**Written task**.
From the routing thread below, list every resource that the post says MLCS Woodworking offers.

# Routing for Dummies



## thistlefly (Dec 2, 2008)

OK, so not really for dummies... but sometimes it feels that way starting out. 

I've found a wealth of good information since locating this forum, for which I'm very grateful. A lot of it ends up being in the form of external links, usually located within one of the "info-rich" threads here.

The purpose of this thread is to be a good starting point for those new to routing or, like myself, just venturing beyond the real basics for the first time.

Here's one link I found very helpful, a "Technical Manual" offered by the folks at MLCS Woodworking: http://www.mlcswoodworking.com/shopsite_sc/store/html/smarthtml/graphics2/Technical_Manual.pdf

Their free plans are also pretty neat: http://www.mlcswoodworking.com/shopsite_sc/store/project-plans.html (I'm planning on building at least one of the cedar bench/chests from this set, more if we find other uses than the initial one.)

The site has instructional videos as well... but finding those is left as an exercise for the reader/router.

**Extracted records**.
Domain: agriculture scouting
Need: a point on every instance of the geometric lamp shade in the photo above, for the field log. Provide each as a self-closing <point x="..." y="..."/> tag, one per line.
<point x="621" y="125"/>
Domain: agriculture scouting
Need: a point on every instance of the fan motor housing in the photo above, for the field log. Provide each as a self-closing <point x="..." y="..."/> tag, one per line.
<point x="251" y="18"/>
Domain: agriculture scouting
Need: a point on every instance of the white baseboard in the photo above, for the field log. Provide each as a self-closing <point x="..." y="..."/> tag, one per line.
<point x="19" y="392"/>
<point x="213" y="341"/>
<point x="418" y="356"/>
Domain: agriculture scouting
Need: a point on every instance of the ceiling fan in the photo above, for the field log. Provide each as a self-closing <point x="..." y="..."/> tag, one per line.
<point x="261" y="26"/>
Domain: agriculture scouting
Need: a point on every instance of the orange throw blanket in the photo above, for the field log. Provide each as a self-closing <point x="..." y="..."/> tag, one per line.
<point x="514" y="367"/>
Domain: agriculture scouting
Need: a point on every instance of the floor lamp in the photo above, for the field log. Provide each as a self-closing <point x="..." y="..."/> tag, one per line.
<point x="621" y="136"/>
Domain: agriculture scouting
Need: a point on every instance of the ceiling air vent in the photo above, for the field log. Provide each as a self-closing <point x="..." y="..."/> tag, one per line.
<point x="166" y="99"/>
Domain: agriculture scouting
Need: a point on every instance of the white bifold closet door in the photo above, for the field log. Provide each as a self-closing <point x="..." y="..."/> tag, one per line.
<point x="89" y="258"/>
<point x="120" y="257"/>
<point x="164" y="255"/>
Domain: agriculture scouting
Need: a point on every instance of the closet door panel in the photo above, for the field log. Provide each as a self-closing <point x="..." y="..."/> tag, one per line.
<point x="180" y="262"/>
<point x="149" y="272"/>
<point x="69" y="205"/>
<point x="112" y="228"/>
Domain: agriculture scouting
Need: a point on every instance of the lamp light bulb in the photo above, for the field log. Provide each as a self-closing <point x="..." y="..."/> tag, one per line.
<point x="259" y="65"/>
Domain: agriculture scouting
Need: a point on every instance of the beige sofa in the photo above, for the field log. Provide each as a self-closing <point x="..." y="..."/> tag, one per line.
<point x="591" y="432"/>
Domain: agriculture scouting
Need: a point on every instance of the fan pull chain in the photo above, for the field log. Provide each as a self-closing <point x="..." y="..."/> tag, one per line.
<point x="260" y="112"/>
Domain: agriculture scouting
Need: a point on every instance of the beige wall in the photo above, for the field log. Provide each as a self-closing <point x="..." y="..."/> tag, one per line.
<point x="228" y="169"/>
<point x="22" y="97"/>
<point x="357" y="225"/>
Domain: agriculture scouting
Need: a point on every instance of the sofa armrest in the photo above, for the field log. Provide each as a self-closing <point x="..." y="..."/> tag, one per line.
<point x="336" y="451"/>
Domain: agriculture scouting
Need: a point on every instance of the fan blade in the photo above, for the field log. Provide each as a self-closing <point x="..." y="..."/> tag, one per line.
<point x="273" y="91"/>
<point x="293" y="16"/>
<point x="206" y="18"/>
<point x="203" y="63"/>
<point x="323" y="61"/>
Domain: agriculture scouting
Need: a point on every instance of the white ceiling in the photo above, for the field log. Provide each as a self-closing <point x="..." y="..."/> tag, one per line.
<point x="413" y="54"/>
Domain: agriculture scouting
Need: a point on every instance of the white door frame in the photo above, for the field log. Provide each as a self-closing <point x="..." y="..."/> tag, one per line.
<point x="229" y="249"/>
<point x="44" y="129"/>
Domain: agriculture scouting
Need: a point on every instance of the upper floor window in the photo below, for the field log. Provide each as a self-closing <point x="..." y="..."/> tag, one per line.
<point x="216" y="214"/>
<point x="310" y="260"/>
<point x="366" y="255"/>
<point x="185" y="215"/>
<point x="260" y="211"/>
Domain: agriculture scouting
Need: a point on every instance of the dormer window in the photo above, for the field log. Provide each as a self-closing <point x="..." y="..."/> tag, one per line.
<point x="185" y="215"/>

**Answer to the task**.
- A "Technical Manual"
- Free plans
- Instructional videos